(Referring expression pointing data)
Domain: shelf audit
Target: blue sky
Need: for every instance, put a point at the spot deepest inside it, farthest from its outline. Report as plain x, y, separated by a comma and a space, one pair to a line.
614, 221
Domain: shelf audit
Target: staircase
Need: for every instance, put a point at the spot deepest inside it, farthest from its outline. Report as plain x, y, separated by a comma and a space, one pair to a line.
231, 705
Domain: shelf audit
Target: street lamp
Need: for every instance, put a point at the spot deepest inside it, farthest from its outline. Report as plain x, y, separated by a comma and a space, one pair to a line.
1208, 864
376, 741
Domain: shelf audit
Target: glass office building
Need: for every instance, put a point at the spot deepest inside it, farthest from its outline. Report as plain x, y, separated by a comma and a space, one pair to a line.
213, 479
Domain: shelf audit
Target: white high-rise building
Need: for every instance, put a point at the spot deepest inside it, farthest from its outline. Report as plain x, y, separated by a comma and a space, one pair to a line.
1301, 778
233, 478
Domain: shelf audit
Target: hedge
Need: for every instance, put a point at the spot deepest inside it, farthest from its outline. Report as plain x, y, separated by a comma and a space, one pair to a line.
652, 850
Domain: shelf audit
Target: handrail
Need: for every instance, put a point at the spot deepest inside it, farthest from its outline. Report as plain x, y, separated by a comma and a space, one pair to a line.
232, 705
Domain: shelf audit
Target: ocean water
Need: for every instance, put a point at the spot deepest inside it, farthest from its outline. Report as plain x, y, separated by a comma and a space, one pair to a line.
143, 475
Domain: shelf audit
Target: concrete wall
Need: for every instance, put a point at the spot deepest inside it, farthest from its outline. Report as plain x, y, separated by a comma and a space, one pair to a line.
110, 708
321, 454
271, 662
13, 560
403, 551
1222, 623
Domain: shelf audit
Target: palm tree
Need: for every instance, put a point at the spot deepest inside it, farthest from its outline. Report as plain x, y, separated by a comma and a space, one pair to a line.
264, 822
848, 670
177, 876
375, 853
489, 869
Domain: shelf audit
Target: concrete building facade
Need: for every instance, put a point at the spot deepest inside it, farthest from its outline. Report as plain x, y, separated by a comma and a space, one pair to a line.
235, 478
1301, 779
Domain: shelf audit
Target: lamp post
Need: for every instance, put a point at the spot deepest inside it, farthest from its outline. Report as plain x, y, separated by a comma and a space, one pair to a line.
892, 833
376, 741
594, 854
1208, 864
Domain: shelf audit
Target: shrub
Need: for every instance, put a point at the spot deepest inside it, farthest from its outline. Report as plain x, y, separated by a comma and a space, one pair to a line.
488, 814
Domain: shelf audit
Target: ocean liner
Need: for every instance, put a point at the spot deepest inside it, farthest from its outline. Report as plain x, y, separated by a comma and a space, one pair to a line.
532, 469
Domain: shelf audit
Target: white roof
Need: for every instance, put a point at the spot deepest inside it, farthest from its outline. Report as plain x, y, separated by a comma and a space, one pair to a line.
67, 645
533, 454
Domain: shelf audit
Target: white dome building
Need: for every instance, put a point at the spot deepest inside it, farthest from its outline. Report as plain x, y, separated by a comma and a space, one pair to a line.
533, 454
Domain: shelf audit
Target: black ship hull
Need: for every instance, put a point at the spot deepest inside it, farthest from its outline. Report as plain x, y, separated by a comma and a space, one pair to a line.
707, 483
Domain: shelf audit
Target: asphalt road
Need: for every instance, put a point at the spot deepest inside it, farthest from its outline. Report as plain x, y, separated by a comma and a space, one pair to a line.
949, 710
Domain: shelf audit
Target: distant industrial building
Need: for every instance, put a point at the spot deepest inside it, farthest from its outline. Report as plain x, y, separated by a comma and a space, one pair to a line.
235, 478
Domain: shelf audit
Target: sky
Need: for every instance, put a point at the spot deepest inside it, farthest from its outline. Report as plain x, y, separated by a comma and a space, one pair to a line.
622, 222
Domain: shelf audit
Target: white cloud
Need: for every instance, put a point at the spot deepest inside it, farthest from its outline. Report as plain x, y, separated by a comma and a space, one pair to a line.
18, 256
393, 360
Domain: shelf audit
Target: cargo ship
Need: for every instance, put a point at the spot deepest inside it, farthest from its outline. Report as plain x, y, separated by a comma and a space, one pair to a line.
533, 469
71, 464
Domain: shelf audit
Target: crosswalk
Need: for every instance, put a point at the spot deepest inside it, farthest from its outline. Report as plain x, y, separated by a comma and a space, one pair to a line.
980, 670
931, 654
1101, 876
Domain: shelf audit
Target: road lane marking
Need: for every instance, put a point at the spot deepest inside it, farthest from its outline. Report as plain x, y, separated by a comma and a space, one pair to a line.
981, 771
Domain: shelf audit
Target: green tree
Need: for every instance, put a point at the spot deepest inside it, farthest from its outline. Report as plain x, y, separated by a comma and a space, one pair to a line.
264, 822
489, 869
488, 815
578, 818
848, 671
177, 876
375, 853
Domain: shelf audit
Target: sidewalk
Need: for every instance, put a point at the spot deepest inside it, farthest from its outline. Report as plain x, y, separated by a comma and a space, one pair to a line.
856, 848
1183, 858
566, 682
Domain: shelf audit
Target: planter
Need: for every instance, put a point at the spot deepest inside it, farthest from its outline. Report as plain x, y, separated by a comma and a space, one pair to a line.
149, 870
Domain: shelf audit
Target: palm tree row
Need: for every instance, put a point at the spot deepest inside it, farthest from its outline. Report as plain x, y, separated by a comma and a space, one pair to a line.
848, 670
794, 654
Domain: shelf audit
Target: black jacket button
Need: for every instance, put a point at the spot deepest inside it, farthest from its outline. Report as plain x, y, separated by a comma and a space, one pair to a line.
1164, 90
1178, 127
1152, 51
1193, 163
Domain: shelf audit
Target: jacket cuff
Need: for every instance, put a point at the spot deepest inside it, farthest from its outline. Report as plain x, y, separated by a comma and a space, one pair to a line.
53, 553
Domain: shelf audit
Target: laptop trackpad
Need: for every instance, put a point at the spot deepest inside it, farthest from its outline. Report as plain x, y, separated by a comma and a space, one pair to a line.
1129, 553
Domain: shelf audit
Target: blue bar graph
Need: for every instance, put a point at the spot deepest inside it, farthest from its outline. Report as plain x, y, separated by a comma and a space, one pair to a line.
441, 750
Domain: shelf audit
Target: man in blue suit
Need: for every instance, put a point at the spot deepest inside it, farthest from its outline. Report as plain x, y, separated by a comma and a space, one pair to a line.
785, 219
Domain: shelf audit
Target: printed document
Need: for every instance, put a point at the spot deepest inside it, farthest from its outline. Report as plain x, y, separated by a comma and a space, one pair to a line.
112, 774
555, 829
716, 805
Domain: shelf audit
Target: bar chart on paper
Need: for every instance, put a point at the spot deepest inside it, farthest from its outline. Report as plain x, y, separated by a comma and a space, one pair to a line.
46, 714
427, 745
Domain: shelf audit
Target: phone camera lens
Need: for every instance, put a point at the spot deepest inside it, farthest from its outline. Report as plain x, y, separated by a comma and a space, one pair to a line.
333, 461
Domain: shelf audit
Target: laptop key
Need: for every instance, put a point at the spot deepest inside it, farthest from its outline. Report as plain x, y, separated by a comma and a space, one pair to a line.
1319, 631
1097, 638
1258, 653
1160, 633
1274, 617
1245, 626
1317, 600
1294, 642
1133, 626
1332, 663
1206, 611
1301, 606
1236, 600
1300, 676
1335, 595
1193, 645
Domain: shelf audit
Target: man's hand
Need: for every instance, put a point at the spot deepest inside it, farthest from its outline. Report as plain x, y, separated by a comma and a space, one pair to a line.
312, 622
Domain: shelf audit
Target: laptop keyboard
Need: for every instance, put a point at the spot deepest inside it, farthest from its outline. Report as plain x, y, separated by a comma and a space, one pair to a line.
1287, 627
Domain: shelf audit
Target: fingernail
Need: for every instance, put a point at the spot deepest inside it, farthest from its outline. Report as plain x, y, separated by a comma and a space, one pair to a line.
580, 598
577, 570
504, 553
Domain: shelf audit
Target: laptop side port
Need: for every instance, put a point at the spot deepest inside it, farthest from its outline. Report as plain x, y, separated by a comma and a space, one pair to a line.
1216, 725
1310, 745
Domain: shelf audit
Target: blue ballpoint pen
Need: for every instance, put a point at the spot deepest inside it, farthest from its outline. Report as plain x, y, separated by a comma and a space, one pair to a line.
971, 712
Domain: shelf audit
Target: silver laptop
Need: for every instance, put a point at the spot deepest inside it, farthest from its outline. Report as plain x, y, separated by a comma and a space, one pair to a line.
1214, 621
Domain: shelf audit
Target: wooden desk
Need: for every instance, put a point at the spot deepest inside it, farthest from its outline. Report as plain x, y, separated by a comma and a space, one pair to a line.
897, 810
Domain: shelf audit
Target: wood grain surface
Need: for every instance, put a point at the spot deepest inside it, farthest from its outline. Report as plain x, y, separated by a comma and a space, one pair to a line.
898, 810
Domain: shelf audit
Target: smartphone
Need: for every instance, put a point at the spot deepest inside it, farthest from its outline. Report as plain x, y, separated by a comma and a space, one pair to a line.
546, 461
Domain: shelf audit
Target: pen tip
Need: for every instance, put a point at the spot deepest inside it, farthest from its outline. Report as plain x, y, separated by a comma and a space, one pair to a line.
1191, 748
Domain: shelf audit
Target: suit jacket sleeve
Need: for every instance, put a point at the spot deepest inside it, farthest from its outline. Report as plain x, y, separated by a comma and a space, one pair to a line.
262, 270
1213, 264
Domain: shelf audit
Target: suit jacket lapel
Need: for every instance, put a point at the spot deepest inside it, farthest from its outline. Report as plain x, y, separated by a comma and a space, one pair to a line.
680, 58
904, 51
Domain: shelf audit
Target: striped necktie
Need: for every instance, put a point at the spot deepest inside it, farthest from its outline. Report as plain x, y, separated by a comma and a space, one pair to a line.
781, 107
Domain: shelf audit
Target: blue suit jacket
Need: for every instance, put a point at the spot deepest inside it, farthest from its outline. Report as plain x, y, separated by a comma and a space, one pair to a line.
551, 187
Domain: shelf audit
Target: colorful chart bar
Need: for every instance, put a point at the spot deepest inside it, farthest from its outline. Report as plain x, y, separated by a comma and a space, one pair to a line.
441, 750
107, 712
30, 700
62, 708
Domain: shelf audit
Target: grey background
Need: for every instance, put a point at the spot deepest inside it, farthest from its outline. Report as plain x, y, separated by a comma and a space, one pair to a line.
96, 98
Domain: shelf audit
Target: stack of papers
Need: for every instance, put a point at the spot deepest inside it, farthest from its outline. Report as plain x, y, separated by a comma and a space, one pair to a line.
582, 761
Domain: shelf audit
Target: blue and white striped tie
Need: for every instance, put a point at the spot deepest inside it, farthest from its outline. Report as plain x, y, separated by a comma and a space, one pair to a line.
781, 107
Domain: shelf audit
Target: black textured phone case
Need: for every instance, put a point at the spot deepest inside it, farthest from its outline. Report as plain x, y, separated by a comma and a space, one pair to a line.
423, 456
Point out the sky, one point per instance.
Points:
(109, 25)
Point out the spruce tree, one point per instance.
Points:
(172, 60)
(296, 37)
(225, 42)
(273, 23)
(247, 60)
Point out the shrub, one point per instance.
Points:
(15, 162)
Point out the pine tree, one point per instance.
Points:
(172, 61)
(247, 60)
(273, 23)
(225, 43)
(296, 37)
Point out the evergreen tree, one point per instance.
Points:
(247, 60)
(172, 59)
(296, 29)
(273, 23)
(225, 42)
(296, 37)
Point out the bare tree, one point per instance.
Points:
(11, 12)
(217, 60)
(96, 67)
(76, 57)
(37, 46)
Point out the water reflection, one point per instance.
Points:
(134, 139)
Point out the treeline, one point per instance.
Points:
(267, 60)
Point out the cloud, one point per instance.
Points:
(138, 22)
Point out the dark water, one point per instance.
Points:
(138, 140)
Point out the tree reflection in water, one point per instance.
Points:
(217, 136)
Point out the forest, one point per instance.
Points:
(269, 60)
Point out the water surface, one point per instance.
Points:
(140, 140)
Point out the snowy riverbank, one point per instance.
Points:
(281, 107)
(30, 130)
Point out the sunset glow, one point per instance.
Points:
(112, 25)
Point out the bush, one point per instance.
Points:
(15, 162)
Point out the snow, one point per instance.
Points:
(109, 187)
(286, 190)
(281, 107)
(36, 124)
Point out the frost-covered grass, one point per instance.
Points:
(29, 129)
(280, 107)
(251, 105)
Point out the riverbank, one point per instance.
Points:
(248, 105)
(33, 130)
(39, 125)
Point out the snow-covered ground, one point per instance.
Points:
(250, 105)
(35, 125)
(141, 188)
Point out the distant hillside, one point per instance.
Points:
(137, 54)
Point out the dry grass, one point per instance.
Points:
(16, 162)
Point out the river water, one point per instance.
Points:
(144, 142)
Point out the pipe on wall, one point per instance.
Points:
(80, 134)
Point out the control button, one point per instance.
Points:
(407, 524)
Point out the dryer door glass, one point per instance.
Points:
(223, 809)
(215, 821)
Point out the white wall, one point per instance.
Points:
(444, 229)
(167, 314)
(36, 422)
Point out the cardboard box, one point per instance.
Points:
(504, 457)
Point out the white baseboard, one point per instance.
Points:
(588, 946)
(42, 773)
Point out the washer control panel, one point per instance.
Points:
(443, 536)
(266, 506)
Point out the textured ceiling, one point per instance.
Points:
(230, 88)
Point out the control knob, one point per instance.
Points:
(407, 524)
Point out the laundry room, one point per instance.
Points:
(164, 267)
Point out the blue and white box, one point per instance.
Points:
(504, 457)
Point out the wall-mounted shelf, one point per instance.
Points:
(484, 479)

Exercise brief
Look above for the line holding "Target: handrail" and the line holding "Target: ocean water". Retype both, and every line between them, word for word and nothing else.

Exercise answer
Target: handrail
Need: for every instance, put a point at the spot deepest inside it, farthest from its outline. Report as plain x, y, separated by a comma and a space, one pair to a line.
232, 705
Domain: shelf audit
Target: ocean water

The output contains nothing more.